▶ **SEITENAUSZUG**

Herbstvollversammlung DBK

„Den Reformkurs von Franziskus noch viel stärker unterstützen als bisher!“

Pressemitteilung München/Fulda, 21. September 2015

Wir sind Kirche zur Vollversammlung der deutschen Bischofskonferenz 21.-24. September 2015 in Fulda

Die KirchenVolksBewegung Wir sind Kirche, hofft, dass die deutschen Bischöfe auf ihrer Herbst-Vollversammlung in Fulda endlich den Mut „zu neuen Wegen, kreativen Methoden und anderen Ausdrucksformen” finden, so wie es Papst Franziskus den Bischöfen Europas gewünscht hat. (> Radio Vatikan, 11.9.2015).


Flüchtlingsarbeit: Gebot christlicher Nächsten- und Fremdenliebe

Die Bereitschaft der Kirchen, sich den großen Herausforderungen bei der Aufnahme der vielen Flüchtlinge in Europa und Deutschland stellen zu wollen, wird von Wir sind Kirche begrüßt und unterstützt, entspricht dies doch dem ureigensten Gebot christlicher Nächsten- und Fremdenliebe. Dazu sollten die Bischöfe aber endlich auch den massiven Rückbau pastoraler Strukturen (wie Gemeindeschließungen und -zusammenlegungen) beenden. Sind es doch gerade die Pfarrgemeinden vor Ort, wo Hilfe und Begegnung konkret geleistet werden können.
Die Aufgaben auch der Kirchen sind immens: hier die Asylsuchenden aufzunehmen und langfristig zu integrieren; und in den Herkunftsländern die Fluchtursachen zu bekämpfen. Aber, so Papst Franziskus im Apostolischen Schreiben „Evangelii Gaudium“ (202): „Solange die Probleme der Armen nicht von der Wurzel her gelöst werden, … werden sich die Probleme der Welt nicht lösen und kann letztlich überhaupt kein Problem gelöst werden.“ Weder Europa noch die römisch-katholische Kirche können eine Arche Noah sein.

Familien-Synode: Papst Franziskus ist auf die Unterstützung der deutschen Bischöfe angewiesen

Bei dieser zweiten „Familien-Synode“ wird und muss es um die ganz konkreten Lebenssituationen der Eheleute und Familien gehen, die heute weltweit größten Spannungen und Herausforderungen ausgesetzt sind. Deshalb ist ein „aggiornamento“, so wie es Papst Johannes XXIII. mit dem Zweiten Vatikanischen Konzil angestoßen hat, endlich auch in der Weiterentwicklung der katholischen Ehelehre und Ehepastoral unerlässlich.

Quelldaten
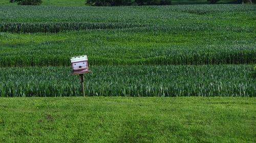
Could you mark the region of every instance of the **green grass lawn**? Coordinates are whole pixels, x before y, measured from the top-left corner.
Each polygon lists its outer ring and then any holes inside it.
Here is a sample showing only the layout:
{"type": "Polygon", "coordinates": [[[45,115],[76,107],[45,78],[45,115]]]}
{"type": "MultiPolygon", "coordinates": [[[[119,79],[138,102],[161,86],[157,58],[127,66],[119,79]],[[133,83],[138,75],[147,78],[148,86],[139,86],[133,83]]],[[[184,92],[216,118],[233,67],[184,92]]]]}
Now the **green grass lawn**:
{"type": "MultiPolygon", "coordinates": [[[[85,0],[42,0],[43,6],[85,6],[85,0]]],[[[218,4],[232,3],[234,0],[222,0],[218,2],[218,4]]],[[[9,0],[0,0],[0,5],[16,5],[16,4],[10,4],[9,0]]],[[[207,0],[173,0],[173,5],[191,5],[209,4],[207,0]]]]}
{"type": "Polygon", "coordinates": [[[1,142],[255,142],[255,98],[1,98],[1,142]]]}

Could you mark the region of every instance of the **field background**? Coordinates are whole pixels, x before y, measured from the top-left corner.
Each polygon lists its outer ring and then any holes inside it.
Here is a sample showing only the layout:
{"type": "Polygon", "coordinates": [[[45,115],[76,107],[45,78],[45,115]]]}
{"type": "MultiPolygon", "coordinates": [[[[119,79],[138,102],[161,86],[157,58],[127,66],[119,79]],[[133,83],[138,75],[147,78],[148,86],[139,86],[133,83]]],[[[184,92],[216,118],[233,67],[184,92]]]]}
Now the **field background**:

▶ **ZU LÖSENDE AUFGABEN**
(1) Entnimm der Pressemitteilung den Wortlaut von „Flüchtlingsarbeit: Gebot christlicher“ bis „geleistet werden können.“ ohne jede Änderung.
(2) Schreibe die Pressemitteilung zur Herbstvollversammlung der Bischofskonferenz im Anschluss an ihren letzten Satz weiter.

▶ **ERGEBNISSE JE AUFGABE**
(1)
Flüchtlingsarbeit: Gebot christlicher Nächsten- und Fremdenliebe

Die Bereitschaft der Kirchen, sich den großen Herausforderungen bei der Aufnahme der vielen Flüchtlinge in Europa und Deutschland stellen zu wollen, wird von Wir sind Kirche begrüßt und unterstützt, entspricht dies doch dem ureigensten Gebot christlicher Nächsten- und Fremdenliebe. Dazu sollten die Bischöfe aber endlich auch den massiven Rückbau pastoraler Strukturen (wie Gemeindeschließungen und -zusammenlegungen) beenden. Sind es doch gerade die Pfarrgemeinden vor Ort, wo Hilfe und Begegnung konkret geleistet werden können.

(2)
Mit einem Offenen Brief, der konkrete Reformen der katholischen Ehelehre und Sexualmoral einfordert, hatte Wir sind Kirche sich an die deutschen Teilnehmer der im Oktober 2015 in Rom stattfindenden Ordentlichen Bischofssynode gewandt.
Wir sind Kirche begrüßt den Reformwillen der Mehrheit der deutschen Bischöfe, der dem drängenden Wunsch der großen Mehrheit der Katholikinnen und Katholiken in Deutschland entspricht. Im Weltmaßstab scheinen die deutschen Bischöfe zu den Fortschrittlicheren zu gehören. Andere Bischofskonferenzen sind noch nicht einmal der „Bitte“ des Papstes nachgekommen, konkrete Lösungsvorschläge nach Rom zu senden.
Von der Synode werden zu Recht Ergebnisse erwartet. Zumindest für die geschiedenen Wiederverheirateten sollte eine zufriedenstellende Lösung gefunden werden.
Bevor allerdings durch vorschnelle Entscheidungen Wege in die Zukunft verbaut werden, wird die Verschiebung mancher Beschlüsse und die Anberaumung einer weiteren Synodenversammlung in zwei oder drei Jahren als notwendig angesehen. Die nationalen und regionalen Bischofskonferenzen im Sinne der von Papst Franziskus befürworteten Dezentralisierung sollten mehr Eigenverantwortung erhalten bzw. einfordern. Damit könnte entsprechend den unterschiedlichen kulturellen Vorgaben ein differenzierteres Verständnis von Sexualität, Ehe und Familie entwickelt werden.
Der Offene Brief schließt mit einem Appell, sich nicht von den Vorhaltungen anderer Bischöfe oder von legalistischen und beharrenden Kräften entmutigen zu lassen. Papst Franziskus ist in ganz besonderer Weise auf die Unterstützung der deutschen Bischöfe angewiesen, damit die von Franziskus erhoffte „Symphonie der Differenzen“ gelingt. Letztendlich geht es um die Frage, ob die römisch-katholische Kirche grundsätzlich erneuerungsbereit und erneuerungsfähig ist, so Wir sind Kirche.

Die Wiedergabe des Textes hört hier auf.